→ THINGS TO DO
1. Please answer these questions about the PC build post:
(a) How much money does the writer believe was saved by building the computer?
(b) Which hard drive is listed, and at what price?
(c) What case is listed, and what does it cost?
2. In the PC build post, rewrite everything from "I say you build" down to "saved 100-200 dollars).", changing "tut" to "tutorial".

→ SOURCE TEXT
☆ ☆ ☆
I say you build it yourself. I personally was looking @ Puget myself before. But I watched a single Newegg tut on how to build my comp and built it myself from the ground up. Lets just say I saved myself a few bucks (I believe I saved 100-200 dollars).

CPU+MB - i7 2600 + ASUS P8H67-M LE $385: http://www.newegg.com/Product/ComboDealDetails.aspx?Ite...

RAM - G.SKILL Sniper 8GB (2 x 4GB) 240-Pin DDR3 SDRAM DDR3 1600 $70: http://www.newegg.com/Product/Product.aspx?Item=N82E168...

HDD - Samsung Spinpoint F3 1TB $65: http://www.newegg.com/Product/Product.aspx?Item=N82E168...

SSD - OCZ 120GB Vertex 3 $300: http://www.newegg.com/Product/Product.aspx?Item=N82E168...

PSU - Antec BP550 80+ $60: http://www.newegg.com/Product/Product.aspx?Item=N82E168...

Case - Cooler Master Storm Enforcer USB 3.0 $90: http://www.newegg.com/Product/Product.aspx?Item=N82E168...
☆ ☆ ☆
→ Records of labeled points

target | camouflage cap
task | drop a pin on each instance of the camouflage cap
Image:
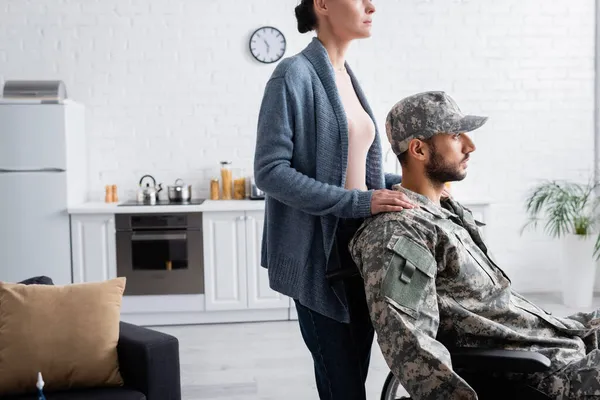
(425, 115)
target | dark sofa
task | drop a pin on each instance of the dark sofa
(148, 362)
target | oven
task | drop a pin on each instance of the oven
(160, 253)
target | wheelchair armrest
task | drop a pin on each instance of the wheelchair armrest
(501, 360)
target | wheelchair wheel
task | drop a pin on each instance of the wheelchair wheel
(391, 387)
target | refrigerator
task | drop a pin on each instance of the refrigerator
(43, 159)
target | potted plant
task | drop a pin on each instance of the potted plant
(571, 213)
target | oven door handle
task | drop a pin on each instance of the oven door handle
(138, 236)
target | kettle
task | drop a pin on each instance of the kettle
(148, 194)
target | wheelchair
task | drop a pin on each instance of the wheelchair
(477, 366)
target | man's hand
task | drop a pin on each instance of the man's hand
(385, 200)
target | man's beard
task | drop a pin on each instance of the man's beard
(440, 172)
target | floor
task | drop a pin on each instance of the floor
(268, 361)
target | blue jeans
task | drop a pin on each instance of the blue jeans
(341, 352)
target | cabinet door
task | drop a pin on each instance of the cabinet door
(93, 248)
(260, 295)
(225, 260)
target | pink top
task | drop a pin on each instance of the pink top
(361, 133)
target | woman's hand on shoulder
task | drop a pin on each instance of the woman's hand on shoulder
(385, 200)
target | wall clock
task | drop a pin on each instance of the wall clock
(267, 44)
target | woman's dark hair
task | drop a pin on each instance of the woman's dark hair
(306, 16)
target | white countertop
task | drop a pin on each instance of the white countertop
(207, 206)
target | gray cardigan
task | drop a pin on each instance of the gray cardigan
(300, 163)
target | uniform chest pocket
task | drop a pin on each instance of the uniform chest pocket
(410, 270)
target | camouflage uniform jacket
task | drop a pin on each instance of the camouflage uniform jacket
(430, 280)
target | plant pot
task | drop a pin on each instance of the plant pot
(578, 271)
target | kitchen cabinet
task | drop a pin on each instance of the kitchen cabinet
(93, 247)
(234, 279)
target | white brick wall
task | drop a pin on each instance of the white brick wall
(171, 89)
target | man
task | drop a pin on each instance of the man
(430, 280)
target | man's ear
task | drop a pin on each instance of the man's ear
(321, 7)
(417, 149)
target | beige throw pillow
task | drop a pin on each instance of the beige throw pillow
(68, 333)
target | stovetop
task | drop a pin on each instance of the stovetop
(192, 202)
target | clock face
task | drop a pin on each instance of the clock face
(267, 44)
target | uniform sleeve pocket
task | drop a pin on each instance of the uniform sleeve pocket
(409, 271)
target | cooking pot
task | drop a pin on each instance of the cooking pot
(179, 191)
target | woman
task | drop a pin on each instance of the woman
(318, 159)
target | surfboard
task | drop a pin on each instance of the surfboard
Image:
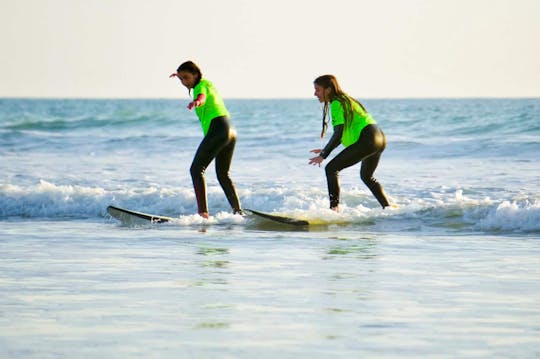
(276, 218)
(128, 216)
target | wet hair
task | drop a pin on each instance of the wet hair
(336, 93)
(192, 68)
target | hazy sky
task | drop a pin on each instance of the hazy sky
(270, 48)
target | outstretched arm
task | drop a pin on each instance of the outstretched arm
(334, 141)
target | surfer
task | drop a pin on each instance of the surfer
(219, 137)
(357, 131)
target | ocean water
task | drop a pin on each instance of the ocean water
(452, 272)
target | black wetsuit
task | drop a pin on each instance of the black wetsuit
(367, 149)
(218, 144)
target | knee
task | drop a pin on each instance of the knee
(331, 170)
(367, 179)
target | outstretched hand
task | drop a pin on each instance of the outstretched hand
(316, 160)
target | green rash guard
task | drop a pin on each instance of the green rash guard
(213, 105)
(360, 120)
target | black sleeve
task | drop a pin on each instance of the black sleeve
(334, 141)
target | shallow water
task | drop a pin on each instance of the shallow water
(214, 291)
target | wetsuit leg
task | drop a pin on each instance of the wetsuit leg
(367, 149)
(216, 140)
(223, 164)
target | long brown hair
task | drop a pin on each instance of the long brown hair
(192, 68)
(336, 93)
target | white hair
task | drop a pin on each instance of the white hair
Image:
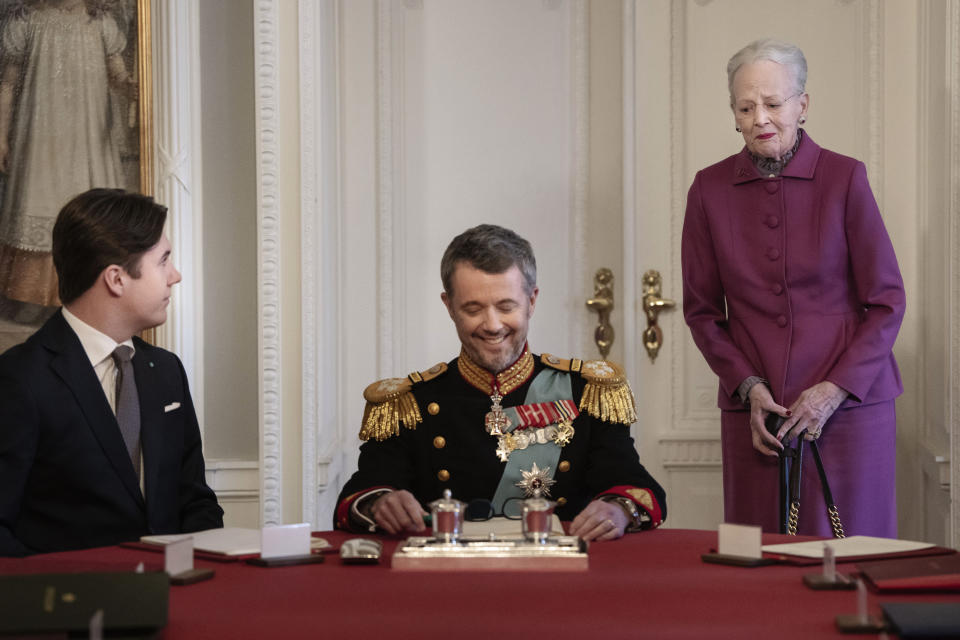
☆ ☆ ☆
→ SOLUTIONS IN ORDER
1.
(a) 100-200 dollars
(b) Samsung Spinpoint F3 1TB, $65
(c) Cooler Master Storm Enforcer USB 3.0, $90

2.
I say you build it yourself. I personally was looking @ Puget myself before. But I watched a single Newegg tutorial on how to build my comp and built it myself from the ground up. Lets just say I saved myself a few bucks (I believe I saved 100-200 dollars).